_Set problem 1:_ Below the text come the records. Reproduce them word for word, from the line containing "Your task is to locate every instance of bird head" down to the line containing "[240,131,360,239]", with both of those lines included.

# fear of poop



## cathleenc (Aug 16, 2007)

well, fear is an overstatement but the liquidy nature of cow poo keeps scaring me away from having a family cow. We have goats, sheep, chickens, ducks, turkeys, geese, rabbits, cats, dogs, little boys.... lots of poop all over the place. So why does cow poo seem twelve times more intense? It's just so liquidy and HUGE.... or so it seems to me from a distance.

So - will I always feel this way? Is it really much more poop-intensive to care for one cow? Is a family cow really going to be poop-encrusted and need a bath every time we milk? Is the barn going to be wet and soggy and full of ammonia?

I know my statements are all overblown but well, that's what fears and trepidations are like sometimes. Help me find reality, please!

thank you
Cathy


----------



## commonsense (Jun 1, 2008)

_Set problem 2:_ In the forum thread about the fear of poop, how many times more intense does cow poo seem to the first poster?

_Records supplied:_

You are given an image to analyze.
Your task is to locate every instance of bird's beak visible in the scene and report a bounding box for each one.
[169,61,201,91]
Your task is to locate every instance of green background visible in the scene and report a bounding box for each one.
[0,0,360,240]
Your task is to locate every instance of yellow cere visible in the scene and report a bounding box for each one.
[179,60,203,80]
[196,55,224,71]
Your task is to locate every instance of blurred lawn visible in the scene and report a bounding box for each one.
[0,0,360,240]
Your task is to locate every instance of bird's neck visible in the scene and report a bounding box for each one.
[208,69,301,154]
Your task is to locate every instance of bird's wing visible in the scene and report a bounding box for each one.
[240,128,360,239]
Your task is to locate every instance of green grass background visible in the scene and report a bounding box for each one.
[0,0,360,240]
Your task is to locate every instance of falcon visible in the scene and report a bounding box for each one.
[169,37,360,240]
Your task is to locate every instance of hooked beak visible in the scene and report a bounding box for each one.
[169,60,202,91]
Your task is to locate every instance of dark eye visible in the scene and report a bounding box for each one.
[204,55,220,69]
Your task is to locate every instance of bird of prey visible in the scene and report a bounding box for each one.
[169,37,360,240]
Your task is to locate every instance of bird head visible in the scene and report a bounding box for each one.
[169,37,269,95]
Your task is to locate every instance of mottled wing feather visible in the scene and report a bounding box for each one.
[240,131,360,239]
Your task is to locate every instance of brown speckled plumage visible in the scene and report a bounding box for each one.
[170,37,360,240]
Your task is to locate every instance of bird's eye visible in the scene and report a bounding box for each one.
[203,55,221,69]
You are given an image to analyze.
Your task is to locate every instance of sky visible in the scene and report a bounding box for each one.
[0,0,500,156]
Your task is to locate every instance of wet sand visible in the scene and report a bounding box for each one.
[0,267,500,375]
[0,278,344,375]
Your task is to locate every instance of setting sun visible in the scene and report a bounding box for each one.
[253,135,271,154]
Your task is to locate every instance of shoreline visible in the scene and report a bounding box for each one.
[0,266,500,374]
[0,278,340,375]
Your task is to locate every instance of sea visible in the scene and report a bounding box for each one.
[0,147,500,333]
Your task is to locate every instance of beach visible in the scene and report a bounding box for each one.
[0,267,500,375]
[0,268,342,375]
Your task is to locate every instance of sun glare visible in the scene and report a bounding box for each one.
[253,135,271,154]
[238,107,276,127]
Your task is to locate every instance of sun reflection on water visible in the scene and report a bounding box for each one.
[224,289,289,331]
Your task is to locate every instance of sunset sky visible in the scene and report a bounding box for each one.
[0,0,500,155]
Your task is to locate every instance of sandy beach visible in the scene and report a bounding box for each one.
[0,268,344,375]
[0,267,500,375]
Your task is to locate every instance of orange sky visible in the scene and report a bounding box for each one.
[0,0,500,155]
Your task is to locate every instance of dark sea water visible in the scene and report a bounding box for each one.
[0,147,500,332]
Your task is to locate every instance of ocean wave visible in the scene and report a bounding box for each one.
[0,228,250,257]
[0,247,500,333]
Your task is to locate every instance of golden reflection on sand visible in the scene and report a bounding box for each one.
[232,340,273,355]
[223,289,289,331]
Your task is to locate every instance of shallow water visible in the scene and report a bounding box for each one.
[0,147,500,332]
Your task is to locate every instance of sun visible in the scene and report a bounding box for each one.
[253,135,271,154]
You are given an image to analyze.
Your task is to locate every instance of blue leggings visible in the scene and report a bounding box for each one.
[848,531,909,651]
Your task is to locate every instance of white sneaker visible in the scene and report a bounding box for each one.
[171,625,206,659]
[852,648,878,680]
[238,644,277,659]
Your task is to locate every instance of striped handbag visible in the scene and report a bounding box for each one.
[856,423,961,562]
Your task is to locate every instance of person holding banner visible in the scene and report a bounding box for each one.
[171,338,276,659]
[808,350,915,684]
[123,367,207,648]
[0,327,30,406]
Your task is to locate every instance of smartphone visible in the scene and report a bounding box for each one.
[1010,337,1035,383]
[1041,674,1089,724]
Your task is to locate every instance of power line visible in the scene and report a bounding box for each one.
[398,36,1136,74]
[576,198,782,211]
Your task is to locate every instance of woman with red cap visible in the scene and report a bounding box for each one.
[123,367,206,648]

_Reply 1:_
Your task is to locate every instance of bird head visible in the scene and report a bounding box for each one.
[169,37,269,95]
Your task is to locate every instance of mottled wing feather visible in the scene and report a bounding box for each one.
[240,131,360,239]

_Reply 2:_ Twelve times more intense.